Work required: Write out every entry exactly as it appears.
-=-=-
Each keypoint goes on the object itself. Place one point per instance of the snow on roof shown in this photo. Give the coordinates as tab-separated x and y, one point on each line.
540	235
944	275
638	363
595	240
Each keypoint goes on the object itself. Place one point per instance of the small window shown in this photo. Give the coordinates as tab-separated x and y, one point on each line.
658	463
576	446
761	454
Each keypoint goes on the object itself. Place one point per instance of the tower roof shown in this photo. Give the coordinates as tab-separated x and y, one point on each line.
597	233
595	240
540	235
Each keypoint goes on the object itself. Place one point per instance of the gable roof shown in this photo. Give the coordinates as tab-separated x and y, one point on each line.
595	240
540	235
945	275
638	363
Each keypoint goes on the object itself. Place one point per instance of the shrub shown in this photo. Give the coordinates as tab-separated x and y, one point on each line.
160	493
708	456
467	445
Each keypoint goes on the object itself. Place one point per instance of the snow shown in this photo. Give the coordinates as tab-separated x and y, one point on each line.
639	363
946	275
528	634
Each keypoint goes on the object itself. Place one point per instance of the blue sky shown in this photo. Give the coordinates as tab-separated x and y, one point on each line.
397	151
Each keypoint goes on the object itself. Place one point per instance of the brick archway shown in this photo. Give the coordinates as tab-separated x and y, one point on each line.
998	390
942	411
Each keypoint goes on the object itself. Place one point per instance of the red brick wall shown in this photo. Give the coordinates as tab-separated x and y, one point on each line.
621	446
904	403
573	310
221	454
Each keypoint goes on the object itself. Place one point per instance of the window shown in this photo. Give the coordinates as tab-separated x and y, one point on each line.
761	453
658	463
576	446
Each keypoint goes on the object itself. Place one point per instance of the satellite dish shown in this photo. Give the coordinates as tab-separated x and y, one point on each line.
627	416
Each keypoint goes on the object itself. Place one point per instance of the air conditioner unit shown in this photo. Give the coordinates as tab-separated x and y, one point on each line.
-=-=-
Expected output:
Each keypoint goes on the object itself. Place one point per instance of the snow on roof shown in this photo. Give the coordinates as tab-separated x and y, one point on each line.
540	235
944	275
638	363
595	240
Each keypoint goes on the object itself. Place one point per instance of the small window shown in this photo. Give the coordinates as tab-separated x and y, one point on each line.
658	463
576	446
761	454
Each keypoint goes on the object itself. Place one point per instance of the tower roof shown in this photo. Give the coordinates as tab-separated x and y, one point on each line.
597	233
595	240
540	235
Each keypoint goes on the object itself. Place one point per instance of the gable roof shown in this photo. Give the coordinates as tab-separated x and y, one point on each line.
595	240
540	235
945	275
638	363
Each keypoint goes on the object itself. Place one point per instance of the shrub shown in this photo. Give the coordinates as tab-separated x and y, one point on each line.
160	493
708	456
467	445
Each keypoint goes on the object itself. Place one point per instance of the snow shown in this photo. Give the coordinates as tab-separated x and y, one point on each line.
639	363
946	275
528	634
Each keypoint goes on the object itself. Place one point per instance of the blue sky shown in this photo. Give the coordinates as tab-separated x and y, one point on each line.
397	151
Each keypoint goes on the object itself. Place one point per instance of the brick archway shown in this photo. Give the coordinates as tab-separated x and y, one point on each line.
998	390
942	411
Each keypoint goes on the object itself. Place one point per instance of the red brick wall shown in this photo. Give the coordinates as tab-separated x and y, one point on each line.
621	446
904	403
573	310
221	454
Each keypoint goes on the object itself. Place one point per instance of the window shown in this photo. Give the coordinates as tab-separated x and y, one point on each line.
761	453
658	463
576	446
Each keypoint goes on the object itself. Place one point per instance of the satellite dish shown in this photo. Give the coordinates as tab-separated x and y, one point on each line.
627	416
Each keypoint goes on the object itself. Place one point per instance of the air conditioner unit shown in this photo. Give the coordinates as tab-separated x and y, one point on each line.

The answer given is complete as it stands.